--- Data ---

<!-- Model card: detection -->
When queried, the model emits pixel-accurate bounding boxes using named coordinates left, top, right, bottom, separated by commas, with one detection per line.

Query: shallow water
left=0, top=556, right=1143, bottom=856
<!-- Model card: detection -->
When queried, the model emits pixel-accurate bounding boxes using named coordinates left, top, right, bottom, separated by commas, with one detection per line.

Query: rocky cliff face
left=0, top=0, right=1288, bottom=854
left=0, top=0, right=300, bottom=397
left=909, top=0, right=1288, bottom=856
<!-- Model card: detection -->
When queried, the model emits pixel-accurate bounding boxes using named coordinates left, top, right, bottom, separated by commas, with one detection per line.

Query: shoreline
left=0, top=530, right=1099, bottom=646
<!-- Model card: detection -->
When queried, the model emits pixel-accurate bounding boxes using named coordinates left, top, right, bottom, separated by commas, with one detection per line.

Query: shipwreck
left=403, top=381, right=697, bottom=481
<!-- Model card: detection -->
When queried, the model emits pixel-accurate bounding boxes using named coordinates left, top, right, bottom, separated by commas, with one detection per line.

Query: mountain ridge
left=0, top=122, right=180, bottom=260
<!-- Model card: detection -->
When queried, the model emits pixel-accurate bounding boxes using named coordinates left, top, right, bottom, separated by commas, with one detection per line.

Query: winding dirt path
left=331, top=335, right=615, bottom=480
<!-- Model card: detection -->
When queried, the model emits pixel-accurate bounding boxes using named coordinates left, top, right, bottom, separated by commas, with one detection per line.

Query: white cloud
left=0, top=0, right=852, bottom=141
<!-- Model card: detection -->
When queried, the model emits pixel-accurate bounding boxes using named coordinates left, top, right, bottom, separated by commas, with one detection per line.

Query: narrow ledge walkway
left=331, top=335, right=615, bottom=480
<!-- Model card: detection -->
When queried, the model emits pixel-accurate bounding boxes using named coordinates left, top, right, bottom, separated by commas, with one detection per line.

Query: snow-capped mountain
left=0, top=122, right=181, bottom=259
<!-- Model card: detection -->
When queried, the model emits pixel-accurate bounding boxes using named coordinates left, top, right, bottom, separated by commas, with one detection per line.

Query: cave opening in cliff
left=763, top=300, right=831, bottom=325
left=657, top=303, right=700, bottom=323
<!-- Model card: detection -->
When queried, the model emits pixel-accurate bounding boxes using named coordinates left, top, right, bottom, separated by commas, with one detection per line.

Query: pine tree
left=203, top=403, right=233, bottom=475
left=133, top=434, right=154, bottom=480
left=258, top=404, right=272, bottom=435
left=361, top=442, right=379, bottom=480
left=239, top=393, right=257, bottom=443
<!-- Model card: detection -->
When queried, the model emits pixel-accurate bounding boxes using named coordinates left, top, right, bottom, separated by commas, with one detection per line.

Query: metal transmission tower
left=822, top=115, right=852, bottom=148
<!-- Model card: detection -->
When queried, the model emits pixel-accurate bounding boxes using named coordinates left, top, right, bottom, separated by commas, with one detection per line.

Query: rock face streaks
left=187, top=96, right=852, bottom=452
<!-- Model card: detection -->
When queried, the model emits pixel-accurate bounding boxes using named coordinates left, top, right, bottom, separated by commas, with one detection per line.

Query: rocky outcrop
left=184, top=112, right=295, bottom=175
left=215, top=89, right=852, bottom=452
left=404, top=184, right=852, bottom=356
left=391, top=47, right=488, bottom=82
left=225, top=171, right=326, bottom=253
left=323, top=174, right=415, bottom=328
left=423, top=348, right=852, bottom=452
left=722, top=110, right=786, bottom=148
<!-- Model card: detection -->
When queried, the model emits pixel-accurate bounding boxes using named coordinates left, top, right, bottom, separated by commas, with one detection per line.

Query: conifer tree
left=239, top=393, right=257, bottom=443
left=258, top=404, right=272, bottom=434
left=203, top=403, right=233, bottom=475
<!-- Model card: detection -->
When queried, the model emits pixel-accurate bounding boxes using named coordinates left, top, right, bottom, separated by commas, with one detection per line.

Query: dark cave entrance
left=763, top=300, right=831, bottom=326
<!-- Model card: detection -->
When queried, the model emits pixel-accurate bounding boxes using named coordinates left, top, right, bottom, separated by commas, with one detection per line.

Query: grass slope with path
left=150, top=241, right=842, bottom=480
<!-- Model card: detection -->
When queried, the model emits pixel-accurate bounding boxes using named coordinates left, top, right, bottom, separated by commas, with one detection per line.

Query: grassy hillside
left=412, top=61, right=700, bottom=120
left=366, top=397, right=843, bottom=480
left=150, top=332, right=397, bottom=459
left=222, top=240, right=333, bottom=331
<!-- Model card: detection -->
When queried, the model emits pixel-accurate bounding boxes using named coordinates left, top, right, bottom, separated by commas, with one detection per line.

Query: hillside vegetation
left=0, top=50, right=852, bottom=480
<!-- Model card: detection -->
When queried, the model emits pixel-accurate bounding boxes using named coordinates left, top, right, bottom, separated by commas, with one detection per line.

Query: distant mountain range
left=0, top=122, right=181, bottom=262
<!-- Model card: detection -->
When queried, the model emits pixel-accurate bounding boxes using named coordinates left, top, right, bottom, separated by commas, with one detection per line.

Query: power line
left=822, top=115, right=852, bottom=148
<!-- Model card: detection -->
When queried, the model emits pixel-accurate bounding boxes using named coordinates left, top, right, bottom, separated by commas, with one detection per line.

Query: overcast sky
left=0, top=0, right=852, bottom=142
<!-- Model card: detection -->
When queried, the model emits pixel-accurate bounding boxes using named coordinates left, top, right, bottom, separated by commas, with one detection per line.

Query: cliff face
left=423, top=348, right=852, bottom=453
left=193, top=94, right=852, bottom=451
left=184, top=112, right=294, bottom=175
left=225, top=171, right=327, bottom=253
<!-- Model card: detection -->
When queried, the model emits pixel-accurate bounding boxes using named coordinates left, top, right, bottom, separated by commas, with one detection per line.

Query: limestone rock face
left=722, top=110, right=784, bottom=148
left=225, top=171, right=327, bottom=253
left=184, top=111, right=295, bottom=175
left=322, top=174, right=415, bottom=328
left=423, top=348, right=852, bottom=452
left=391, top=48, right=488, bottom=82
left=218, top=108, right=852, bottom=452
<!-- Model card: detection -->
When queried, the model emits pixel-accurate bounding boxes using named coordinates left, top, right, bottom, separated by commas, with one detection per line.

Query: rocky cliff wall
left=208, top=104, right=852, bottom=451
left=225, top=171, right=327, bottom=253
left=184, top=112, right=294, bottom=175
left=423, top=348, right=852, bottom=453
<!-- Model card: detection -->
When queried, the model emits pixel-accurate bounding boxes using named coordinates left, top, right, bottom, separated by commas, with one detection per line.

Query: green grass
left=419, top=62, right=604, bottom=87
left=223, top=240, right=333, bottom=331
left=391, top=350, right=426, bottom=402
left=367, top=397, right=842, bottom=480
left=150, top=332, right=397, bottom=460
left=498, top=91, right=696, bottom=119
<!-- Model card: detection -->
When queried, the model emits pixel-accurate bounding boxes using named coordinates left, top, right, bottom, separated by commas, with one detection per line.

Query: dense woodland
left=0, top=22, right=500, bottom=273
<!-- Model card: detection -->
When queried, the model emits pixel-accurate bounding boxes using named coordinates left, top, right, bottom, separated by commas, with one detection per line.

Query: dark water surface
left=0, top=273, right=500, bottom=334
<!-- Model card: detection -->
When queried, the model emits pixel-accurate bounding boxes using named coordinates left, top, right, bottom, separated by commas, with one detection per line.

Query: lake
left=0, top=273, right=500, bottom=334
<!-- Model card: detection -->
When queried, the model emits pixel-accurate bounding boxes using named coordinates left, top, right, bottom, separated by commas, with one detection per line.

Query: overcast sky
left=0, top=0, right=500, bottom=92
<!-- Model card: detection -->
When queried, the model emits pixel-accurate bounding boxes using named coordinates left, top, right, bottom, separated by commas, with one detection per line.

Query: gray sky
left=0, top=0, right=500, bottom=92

---

» What the task requires
Locate every line in the listing above that contains the word "cave", and copy each of those lines.

» Solution
Query: cave opening in cliff
Query: dark cave entrance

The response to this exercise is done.